Although the records include pictures, the copy should not; write out exactly the lines from the first through the line with "TARGET: white-bellied bustard".

[Referring expression data]
= = = = =
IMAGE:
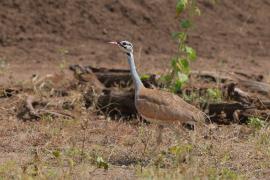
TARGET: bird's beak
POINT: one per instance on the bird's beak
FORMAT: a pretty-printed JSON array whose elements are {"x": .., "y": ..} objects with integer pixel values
[{"x": 113, "y": 42}]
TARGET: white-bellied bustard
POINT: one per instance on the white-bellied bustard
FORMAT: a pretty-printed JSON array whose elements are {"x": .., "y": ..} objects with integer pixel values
[{"x": 157, "y": 106}]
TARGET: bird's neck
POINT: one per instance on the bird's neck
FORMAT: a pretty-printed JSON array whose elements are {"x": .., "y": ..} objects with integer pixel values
[{"x": 136, "y": 78}]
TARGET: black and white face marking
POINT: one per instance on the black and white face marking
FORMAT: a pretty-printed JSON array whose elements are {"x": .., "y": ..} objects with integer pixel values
[{"x": 125, "y": 46}]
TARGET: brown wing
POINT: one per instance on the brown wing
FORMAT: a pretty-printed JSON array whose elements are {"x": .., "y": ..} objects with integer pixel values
[{"x": 164, "y": 106}]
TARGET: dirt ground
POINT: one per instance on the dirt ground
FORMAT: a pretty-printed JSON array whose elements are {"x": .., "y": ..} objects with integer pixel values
[{"x": 45, "y": 36}]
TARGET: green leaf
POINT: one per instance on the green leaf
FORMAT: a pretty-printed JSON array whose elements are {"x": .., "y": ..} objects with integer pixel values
[
  {"x": 181, "y": 6},
  {"x": 182, "y": 36},
  {"x": 174, "y": 64},
  {"x": 56, "y": 153},
  {"x": 177, "y": 85},
  {"x": 145, "y": 77},
  {"x": 197, "y": 11},
  {"x": 183, "y": 78},
  {"x": 186, "y": 24},
  {"x": 184, "y": 65},
  {"x": 191, "y": 53},
  {"x": 101, "y": 163}
]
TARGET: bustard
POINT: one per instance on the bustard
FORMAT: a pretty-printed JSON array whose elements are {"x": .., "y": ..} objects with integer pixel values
= = = = =
The answer
IMAGE:
TARGET: bird's beak
POINT: one per instance on the bird's beak
FORMAT: a pretty-printed JSON array whose elements are {"x": .., "y": ..} objects with integer pixel values
[{"x": 113, "y": 42}]
TARGET: white-bellied bustard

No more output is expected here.